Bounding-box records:
____
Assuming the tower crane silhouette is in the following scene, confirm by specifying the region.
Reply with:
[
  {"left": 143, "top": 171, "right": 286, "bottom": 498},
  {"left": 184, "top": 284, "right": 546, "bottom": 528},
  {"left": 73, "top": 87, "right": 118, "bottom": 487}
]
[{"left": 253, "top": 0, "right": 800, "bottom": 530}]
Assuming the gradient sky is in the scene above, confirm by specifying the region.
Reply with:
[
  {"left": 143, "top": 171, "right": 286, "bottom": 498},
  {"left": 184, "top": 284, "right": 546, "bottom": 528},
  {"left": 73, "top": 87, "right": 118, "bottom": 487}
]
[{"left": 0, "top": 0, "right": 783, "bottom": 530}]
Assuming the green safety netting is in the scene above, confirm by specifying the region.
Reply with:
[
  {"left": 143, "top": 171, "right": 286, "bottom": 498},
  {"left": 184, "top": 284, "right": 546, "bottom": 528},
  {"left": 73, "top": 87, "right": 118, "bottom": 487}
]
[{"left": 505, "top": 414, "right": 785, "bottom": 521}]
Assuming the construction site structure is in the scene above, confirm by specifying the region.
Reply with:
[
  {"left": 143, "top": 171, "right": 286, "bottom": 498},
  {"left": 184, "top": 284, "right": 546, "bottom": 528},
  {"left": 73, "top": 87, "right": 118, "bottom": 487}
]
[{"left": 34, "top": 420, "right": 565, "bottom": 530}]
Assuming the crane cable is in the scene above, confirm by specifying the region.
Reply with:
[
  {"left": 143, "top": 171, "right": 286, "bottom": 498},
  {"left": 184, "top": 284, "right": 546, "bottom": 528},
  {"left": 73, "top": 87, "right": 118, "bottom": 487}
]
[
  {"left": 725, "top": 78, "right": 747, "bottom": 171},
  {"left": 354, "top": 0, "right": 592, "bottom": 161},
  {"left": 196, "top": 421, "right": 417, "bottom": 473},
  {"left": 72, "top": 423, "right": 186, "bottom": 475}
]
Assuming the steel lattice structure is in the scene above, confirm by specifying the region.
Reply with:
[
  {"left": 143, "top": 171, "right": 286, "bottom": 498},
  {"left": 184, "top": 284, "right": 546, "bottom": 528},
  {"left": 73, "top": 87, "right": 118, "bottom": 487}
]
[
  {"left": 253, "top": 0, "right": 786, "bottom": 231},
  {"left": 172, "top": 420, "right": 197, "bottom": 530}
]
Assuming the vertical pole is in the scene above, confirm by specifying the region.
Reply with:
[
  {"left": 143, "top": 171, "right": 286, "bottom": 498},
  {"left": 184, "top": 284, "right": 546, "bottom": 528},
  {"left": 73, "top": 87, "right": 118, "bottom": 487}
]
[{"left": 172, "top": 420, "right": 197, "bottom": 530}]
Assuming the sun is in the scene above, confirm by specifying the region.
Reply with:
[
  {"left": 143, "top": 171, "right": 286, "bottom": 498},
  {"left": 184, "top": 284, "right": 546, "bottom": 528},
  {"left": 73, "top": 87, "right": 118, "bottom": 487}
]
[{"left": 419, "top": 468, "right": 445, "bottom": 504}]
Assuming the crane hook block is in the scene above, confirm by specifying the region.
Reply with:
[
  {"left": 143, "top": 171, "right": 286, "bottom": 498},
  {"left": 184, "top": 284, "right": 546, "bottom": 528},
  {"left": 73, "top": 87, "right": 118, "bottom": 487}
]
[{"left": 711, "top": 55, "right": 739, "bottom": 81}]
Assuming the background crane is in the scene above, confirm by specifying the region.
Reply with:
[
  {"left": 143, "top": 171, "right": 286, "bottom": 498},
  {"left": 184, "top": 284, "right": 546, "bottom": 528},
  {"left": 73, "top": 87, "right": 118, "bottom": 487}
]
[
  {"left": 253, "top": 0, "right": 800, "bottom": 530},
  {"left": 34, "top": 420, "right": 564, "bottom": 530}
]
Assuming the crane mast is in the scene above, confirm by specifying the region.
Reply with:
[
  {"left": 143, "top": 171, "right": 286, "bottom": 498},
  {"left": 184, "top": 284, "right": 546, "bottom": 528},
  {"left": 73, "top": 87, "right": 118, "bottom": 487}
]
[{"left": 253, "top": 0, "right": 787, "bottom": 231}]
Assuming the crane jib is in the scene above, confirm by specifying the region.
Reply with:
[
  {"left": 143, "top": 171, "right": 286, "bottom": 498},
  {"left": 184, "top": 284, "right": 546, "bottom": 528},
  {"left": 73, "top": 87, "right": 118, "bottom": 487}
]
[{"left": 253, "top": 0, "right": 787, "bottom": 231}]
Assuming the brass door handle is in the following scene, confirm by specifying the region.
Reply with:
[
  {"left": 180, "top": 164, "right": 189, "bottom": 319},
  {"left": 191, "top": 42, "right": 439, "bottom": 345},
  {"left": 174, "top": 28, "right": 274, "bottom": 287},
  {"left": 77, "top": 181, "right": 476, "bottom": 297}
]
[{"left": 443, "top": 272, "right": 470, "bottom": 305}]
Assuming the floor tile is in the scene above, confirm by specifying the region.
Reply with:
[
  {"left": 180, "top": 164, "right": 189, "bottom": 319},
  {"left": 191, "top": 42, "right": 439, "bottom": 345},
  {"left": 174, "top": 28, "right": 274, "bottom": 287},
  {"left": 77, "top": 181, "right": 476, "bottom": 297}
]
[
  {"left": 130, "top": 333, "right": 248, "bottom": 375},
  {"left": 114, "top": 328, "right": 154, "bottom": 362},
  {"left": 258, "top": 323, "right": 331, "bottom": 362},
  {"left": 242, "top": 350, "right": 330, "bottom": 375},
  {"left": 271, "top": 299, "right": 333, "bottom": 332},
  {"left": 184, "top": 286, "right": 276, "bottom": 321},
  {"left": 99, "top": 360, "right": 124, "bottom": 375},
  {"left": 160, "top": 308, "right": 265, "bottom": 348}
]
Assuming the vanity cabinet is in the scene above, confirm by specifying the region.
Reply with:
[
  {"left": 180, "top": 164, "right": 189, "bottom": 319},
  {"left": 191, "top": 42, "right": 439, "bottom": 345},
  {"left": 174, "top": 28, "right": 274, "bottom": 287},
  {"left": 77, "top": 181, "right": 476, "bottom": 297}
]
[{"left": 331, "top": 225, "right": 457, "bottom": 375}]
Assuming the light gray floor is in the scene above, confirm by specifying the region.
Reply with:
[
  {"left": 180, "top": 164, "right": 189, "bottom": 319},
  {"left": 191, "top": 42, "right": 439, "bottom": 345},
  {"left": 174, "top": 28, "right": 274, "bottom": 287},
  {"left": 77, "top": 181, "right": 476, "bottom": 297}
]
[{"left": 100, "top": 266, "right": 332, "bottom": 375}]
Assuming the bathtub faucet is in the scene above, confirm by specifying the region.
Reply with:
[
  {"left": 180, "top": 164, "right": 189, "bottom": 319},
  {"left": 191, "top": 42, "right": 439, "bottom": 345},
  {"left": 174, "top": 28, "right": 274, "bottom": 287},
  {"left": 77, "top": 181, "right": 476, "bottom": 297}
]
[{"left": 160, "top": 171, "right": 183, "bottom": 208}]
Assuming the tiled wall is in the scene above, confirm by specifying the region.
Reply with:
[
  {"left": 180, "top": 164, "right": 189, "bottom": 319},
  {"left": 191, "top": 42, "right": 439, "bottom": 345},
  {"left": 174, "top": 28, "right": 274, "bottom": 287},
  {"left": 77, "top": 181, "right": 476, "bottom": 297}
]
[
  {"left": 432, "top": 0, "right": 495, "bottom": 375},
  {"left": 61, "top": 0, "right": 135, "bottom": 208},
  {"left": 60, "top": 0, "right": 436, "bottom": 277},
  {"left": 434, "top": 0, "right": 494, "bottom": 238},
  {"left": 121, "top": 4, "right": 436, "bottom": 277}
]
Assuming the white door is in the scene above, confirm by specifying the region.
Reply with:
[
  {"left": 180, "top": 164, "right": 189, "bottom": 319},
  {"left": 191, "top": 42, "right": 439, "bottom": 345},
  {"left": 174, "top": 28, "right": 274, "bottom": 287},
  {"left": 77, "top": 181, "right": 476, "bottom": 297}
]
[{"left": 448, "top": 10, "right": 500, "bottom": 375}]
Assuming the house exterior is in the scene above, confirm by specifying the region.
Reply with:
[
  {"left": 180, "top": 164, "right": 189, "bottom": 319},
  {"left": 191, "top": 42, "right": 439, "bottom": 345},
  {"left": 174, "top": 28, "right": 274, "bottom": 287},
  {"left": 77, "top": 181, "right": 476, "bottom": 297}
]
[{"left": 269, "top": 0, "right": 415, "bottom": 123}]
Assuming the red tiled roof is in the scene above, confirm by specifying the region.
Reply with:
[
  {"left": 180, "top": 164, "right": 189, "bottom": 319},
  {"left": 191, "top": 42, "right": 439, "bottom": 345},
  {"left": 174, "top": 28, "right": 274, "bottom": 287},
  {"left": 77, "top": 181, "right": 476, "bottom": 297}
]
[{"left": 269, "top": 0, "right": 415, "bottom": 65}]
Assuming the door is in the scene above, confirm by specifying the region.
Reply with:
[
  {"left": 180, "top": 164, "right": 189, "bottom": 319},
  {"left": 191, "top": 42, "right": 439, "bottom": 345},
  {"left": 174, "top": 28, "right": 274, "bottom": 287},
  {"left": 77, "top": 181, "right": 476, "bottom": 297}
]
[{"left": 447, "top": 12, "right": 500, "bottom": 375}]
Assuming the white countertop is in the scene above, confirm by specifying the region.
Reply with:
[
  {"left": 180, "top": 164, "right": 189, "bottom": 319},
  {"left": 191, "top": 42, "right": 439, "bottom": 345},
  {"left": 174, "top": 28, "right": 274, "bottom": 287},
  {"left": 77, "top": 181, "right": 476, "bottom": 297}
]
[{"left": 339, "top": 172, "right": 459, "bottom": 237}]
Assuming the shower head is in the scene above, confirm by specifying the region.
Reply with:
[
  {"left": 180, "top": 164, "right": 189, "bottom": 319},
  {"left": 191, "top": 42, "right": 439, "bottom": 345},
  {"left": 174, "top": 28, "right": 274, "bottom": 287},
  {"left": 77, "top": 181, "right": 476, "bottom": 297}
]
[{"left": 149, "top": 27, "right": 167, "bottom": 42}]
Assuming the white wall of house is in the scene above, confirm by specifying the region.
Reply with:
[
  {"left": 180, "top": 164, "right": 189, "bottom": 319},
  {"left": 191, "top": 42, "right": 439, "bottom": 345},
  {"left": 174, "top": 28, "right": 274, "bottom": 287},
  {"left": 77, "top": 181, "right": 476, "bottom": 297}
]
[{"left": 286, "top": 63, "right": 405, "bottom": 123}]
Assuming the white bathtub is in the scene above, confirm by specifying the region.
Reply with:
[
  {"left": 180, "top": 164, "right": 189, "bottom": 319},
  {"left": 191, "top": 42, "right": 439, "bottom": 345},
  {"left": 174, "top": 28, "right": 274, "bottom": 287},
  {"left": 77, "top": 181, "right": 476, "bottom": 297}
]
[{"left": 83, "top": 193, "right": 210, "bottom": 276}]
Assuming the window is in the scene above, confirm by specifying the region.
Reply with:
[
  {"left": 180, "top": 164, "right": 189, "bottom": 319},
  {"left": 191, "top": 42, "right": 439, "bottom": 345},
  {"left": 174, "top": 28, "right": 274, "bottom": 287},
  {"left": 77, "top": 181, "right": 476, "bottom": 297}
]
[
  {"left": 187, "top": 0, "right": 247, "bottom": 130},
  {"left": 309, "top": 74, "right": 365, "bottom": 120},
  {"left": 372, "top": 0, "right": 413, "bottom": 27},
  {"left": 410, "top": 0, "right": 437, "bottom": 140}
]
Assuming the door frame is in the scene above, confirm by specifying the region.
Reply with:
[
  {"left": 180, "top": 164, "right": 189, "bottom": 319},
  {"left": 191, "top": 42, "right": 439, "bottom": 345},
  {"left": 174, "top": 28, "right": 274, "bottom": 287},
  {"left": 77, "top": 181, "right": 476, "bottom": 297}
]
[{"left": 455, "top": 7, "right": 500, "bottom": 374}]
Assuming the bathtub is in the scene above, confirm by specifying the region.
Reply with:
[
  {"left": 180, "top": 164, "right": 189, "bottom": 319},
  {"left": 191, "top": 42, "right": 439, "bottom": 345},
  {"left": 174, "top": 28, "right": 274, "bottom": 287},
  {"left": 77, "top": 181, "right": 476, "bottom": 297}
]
____
### GIVEN REQUEST
Reproduce the lines of the entries above exactly, but only from the line containing "Assuming the white bathtub" through the final line.

### THE ANSWER
Assuming the white bathtub is in the scene above, confirm by specifying the region.
Reply with:
[
  {"left": 180, "top": 164, "right": 189, "bottom": 319},
  {"left": 191, "top": 42, "right": 439, "bottom": 345},
  {"left": 174, "top": 28, "right": 274, "bottom": 287},
  {"left": 77, "top": 181, "right": 476, "bottom": 297}
]
[{"left": 83, "top": 193, "right": 210, "bottom": 276}]
Assuming the window is in the scene above, confirm by specifying the region.
Reply with:
[
  {"left": 180, "top": 164, "right": 189, "bottom": 319},
  {"left": 191, "top": 42, "right": 439, "bottom": 345},
  {"left": 174, "top": 28, "right": 274, "bottom": 287},
  {"left": 77, "top": 181, "right": 476, "bottom": 297}
]
[
  {"left": 187, "top": 0, "right": 247, "bottom": 130},
  {"left": 309, "top": 74, "right": 365, "bottom": 120},
  {"left": 372, "top": 0, "right": 413, "bottom": 27},
  {"left": 410, "top": 0, "right": 437, "bottom": 140}
]
Assuming the door frame is in the scene above, confirm by specifying the region.
Reply with:
[
  {"left": 180, "top": 164, "right": 189, "bottom": 319},
  {"left": 191, "top": 42, "right": 439, "bottom": 345},
  {"left": 174, "top": 28, "right": 274, "bottom": 287},
  {"left": 77, "top": 181, "right": 476, "bottom": 297}
]
[{"left": 455, "top": 7, "right": 500, "bottom": 374}]
Assuming the bathtub is in the scene above, confirm by specifying the region.
Reply with:
[
  {"left": 180, "top": 164, "right": 189, "bottom": 319},
  {"left": 191, "top": 42, "right": 439, "bottom": 345},
  {"left": 174, "top": 28, "right": 274, "bottom": 287},
  {"left": 77, "top": 181, "right": 476, "bottom": 297}
]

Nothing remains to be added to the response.